── Texte source ──

Le récit officiel est séduisant : le budget général ne paierait “presque rien” et les stades se financeraient via des loyers étalés sur 25 ans, nourris par des recettes propres (billetterie, événements, naming). Le schéma ? Sonarges pilote, un OPCI (probablement souscrit et géré par un acteur public institutionnel) lève les fonds, devient propriétaire, puis loue à long terme. L’enveloppe initiale annoncée pour sept grands stades — mise à niveau de six enceintes et construction du grand stade de Casablanca — atteint 14,5 MMDH
Sur le papier, l’État limite sa mise directe et “débudgétise” la charge d’investissement. Dans la pratique, l’équation est plus nuancée.
D’abord, des lignes budgétaires existent bel et bien. La morasse 2024 prévoit 500 MDH pour la “mise à niveau des stades” ; la Sonarges reçoit des contributions budgétaires récurrentes : 65,4 MDH (2025), 96 MDH (2024), 50 MDH (2023)

───
── Extraits de données ──

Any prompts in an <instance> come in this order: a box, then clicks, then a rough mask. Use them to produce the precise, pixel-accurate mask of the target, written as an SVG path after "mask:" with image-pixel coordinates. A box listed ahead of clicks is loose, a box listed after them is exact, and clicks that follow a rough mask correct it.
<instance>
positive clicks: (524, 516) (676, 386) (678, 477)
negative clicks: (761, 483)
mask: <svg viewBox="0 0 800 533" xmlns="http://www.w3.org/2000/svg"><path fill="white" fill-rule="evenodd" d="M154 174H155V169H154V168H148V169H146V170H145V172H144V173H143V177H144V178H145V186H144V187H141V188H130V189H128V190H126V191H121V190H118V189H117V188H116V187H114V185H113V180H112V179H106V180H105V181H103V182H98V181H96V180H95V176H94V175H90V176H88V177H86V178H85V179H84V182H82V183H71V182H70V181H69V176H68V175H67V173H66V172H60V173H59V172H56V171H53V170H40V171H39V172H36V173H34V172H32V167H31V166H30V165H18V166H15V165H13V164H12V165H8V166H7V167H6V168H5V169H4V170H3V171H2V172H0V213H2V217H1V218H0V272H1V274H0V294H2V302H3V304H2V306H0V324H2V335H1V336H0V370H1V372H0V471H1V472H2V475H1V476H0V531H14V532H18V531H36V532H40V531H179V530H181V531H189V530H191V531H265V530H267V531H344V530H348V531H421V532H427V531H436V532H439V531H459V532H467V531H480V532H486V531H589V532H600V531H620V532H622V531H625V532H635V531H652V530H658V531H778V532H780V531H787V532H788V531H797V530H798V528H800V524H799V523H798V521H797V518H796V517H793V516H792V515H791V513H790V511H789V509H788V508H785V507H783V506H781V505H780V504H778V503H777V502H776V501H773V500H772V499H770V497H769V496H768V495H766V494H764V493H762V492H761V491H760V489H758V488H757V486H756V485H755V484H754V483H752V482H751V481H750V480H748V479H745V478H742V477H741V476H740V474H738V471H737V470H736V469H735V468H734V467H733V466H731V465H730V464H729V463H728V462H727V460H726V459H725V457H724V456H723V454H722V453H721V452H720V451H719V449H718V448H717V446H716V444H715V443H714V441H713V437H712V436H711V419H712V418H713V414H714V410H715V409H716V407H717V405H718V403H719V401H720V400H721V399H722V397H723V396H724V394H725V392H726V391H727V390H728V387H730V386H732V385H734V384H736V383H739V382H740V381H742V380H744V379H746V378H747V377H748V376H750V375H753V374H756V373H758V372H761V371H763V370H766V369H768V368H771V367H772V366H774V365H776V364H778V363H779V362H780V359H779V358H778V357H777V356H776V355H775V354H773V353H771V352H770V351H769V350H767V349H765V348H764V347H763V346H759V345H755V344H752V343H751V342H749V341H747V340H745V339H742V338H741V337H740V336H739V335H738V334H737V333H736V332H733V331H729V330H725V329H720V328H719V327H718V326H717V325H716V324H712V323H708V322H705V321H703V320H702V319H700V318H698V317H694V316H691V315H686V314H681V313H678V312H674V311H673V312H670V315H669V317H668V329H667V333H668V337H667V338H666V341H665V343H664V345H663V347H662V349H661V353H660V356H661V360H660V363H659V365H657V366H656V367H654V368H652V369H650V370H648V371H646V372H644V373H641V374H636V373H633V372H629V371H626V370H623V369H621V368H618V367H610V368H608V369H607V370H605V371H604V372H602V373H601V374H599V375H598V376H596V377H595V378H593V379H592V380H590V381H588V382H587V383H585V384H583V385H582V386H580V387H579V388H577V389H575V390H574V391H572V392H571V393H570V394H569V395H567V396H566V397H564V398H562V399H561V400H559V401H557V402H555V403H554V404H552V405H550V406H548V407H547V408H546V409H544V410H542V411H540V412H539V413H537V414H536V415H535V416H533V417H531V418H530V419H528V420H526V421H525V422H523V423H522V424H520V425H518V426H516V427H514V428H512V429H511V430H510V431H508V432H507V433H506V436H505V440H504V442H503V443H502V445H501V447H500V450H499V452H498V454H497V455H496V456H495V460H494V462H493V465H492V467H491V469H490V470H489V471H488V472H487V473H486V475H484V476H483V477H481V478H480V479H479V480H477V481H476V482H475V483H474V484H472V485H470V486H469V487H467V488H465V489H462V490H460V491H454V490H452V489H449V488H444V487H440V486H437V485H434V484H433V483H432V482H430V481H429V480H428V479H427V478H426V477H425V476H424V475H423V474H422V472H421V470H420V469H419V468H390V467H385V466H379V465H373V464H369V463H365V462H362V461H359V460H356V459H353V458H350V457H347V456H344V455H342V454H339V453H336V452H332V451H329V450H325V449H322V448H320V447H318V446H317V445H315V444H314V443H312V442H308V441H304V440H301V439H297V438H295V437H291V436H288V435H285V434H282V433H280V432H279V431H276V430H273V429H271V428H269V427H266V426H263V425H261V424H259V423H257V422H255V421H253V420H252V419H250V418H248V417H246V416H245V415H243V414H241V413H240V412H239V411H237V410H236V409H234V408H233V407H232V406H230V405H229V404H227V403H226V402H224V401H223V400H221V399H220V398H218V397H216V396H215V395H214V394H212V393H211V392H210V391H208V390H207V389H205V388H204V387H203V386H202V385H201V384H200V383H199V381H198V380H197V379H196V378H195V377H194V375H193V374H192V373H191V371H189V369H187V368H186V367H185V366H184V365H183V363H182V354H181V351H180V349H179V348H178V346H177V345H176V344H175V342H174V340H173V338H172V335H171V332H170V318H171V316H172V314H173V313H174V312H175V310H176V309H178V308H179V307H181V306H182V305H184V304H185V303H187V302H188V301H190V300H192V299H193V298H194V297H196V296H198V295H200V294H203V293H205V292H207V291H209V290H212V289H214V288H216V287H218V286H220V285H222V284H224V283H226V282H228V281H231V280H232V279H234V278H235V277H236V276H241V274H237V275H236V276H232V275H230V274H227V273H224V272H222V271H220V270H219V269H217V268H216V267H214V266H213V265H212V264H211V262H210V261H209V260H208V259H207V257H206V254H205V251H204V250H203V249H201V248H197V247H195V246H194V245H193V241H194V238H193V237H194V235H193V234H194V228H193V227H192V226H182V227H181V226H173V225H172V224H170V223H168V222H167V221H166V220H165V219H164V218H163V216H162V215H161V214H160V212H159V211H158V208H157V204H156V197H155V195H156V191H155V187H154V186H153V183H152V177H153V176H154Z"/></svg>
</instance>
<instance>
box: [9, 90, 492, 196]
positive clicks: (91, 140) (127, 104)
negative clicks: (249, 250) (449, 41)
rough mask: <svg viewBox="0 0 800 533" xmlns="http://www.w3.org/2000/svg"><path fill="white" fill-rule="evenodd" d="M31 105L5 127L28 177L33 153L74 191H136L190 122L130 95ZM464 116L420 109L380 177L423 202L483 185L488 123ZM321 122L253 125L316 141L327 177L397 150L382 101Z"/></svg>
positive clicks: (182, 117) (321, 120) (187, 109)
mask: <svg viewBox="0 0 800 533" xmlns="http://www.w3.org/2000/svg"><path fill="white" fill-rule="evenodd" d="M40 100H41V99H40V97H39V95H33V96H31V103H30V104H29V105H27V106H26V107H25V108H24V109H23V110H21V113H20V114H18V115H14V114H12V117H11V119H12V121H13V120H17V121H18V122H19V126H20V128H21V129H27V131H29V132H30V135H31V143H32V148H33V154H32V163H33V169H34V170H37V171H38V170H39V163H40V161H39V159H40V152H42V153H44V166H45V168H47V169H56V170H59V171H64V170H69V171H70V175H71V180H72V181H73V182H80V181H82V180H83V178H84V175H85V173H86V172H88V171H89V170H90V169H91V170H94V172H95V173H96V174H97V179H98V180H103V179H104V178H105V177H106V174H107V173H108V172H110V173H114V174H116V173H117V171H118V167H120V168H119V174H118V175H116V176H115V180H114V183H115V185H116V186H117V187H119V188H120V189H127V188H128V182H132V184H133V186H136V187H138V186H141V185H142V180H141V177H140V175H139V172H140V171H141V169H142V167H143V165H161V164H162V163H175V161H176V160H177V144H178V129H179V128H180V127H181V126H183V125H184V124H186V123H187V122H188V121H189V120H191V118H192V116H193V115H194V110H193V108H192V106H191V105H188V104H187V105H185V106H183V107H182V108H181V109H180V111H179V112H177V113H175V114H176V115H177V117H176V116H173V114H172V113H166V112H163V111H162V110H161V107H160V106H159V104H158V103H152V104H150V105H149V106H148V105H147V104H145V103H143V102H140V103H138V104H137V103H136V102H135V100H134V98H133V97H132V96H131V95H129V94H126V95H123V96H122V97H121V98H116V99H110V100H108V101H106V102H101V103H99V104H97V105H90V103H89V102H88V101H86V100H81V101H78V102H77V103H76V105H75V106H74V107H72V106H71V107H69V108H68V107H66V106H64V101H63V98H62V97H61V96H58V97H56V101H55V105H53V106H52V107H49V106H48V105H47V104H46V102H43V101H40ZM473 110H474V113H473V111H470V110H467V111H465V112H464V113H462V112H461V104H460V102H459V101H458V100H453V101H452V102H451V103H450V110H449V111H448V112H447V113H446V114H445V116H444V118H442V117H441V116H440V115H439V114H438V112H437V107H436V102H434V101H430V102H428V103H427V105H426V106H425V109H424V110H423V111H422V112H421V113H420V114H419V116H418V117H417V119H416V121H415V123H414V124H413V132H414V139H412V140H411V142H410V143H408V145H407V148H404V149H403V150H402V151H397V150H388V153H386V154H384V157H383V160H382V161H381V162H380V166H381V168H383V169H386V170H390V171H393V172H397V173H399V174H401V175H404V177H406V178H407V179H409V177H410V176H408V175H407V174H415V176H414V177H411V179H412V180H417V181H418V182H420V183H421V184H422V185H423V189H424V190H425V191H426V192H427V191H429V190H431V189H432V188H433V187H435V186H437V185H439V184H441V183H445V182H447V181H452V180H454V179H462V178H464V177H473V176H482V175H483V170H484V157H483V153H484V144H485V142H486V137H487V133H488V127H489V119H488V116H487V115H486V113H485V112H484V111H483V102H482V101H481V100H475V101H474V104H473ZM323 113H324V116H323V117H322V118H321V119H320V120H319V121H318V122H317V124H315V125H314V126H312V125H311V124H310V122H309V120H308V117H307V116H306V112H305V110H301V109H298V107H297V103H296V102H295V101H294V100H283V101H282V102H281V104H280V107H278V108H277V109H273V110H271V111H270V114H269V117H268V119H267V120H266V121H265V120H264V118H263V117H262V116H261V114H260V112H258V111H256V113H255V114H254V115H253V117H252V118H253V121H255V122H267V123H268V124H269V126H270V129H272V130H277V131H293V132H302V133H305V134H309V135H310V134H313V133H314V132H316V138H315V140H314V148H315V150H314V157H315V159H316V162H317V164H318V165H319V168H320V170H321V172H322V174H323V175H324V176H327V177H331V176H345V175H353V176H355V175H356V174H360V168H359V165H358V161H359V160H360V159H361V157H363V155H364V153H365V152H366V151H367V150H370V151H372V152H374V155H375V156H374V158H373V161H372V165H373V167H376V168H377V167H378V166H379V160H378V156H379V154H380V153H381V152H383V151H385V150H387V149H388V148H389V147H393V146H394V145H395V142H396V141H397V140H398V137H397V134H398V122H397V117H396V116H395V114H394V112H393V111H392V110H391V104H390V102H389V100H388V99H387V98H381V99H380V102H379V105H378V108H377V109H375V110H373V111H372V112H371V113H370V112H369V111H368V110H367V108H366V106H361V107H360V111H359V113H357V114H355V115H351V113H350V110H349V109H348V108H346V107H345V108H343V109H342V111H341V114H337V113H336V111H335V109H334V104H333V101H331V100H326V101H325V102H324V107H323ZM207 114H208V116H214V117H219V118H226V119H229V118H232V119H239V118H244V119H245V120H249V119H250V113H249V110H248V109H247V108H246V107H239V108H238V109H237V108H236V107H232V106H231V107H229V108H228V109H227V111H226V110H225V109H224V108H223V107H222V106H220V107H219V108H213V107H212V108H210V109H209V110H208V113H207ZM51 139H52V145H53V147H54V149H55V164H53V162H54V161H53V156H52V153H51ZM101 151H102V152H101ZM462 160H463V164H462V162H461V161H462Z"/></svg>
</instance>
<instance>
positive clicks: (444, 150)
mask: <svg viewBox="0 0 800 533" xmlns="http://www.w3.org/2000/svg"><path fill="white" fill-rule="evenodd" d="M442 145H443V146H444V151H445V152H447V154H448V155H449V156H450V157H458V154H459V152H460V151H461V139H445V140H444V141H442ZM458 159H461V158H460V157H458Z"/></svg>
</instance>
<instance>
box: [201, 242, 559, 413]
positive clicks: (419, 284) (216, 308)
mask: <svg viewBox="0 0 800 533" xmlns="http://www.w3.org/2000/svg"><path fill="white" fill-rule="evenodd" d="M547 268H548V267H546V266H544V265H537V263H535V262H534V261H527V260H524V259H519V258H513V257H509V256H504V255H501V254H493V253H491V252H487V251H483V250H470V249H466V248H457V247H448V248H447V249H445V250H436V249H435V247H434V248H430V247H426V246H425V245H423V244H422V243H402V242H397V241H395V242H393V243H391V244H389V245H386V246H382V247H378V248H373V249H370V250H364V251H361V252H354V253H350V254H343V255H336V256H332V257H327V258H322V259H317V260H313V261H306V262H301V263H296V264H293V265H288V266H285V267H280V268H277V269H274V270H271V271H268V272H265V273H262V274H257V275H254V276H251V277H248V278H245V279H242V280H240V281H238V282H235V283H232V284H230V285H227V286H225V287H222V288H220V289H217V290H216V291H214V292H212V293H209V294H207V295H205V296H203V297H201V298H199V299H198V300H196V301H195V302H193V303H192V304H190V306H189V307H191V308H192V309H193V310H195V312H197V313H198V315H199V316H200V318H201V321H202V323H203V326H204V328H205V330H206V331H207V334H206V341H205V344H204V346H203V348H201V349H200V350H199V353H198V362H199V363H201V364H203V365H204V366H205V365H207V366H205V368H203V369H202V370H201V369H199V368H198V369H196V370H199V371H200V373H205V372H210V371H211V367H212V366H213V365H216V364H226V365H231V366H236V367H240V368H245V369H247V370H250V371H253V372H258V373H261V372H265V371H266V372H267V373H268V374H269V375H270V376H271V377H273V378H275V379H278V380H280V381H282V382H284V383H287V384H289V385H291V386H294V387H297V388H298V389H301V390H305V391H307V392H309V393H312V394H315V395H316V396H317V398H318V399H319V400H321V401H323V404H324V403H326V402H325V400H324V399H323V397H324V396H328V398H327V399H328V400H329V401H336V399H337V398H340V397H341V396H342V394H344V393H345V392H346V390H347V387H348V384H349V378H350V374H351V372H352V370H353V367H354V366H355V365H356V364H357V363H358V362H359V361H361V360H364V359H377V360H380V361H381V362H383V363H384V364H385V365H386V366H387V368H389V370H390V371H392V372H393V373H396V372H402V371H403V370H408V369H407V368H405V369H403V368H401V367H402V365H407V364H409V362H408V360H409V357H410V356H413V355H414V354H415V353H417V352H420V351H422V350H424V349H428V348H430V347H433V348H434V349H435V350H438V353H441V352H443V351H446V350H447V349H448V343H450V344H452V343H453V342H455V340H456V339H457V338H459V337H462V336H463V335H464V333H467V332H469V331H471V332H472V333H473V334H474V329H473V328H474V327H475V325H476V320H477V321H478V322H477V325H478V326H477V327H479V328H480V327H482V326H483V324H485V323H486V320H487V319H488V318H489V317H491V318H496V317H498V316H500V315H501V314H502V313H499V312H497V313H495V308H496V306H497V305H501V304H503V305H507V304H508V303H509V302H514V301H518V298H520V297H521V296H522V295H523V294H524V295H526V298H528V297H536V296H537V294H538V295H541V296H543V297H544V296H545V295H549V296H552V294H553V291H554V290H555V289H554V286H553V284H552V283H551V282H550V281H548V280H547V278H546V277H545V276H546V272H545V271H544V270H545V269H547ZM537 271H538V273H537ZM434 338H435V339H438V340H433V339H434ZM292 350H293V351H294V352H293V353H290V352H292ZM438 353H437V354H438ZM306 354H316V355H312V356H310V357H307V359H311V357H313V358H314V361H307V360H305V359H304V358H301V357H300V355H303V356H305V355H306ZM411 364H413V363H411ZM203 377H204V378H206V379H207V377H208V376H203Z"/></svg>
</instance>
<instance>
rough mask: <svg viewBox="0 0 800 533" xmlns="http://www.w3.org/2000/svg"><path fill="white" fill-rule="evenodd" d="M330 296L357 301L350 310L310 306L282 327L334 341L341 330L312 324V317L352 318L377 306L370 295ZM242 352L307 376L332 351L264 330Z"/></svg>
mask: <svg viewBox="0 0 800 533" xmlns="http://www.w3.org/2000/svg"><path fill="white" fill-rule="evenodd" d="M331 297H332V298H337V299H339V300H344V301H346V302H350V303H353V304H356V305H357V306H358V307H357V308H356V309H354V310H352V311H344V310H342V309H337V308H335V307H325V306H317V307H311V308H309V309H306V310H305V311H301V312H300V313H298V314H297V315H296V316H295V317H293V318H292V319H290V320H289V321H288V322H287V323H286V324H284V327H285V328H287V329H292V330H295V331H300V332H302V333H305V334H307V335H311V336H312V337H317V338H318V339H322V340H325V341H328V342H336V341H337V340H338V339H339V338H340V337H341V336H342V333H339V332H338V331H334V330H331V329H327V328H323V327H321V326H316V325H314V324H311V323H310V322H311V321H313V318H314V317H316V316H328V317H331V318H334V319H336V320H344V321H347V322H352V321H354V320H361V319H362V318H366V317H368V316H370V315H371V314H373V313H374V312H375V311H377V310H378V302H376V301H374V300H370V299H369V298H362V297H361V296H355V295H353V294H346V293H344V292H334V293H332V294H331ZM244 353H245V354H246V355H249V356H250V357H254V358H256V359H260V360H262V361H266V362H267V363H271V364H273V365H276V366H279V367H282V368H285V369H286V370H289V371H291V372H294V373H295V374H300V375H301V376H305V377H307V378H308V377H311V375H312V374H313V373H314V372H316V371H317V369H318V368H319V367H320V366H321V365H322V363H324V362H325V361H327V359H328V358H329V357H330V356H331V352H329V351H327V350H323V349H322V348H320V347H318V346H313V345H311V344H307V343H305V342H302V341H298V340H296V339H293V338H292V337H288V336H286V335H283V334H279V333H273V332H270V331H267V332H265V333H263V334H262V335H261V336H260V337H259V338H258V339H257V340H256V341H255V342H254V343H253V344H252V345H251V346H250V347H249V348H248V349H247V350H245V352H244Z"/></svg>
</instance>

───

_Objectif_: Prolongez le texte sur le financement des stades à partir de sa dernière phrase. La liste ne sert à rien pour ce travail.

_Réponse attendue_:
Par ailleurs, des enveloppes globales, logées dans des programmes “sport de haut niveau”/“sport de masse”, financent “la réalisation des infrastructures sportives” : 1,2 MMDH (2025), 1,4 MMDH (2024) — montants non détaillés, donc difficiles à rattacher précisément à chaque stade
Autrement dit : pas de miracle budgétaire ; plutôt un partage des charges et une opacité de ventilation.
Ensuite vient la soutenabilité. Quand l’ensemble des stades sera livré, l’annuité de loyer serait d’environ 1 MMDH pour Sonarges
Pour honorer ce flux sans aide publique, il faudrait un mix robuste : affluences régulières, tarifs soutenables, calendrier d’événements dense, et un naming premium. Or la santé financière de Sonarges est fragile : chiffre d’affaires remonté de 11 MDH (2021) à 46 MDH (2023), projection 57 MDH (2024), mais résultat structurellement déficitaire (de –20 MDH (2021) à –47 MDH (2024e))
À ce stade, on ne parle plus de cosmétique comptable : l’opérateur dépend déjà des dotations publiques.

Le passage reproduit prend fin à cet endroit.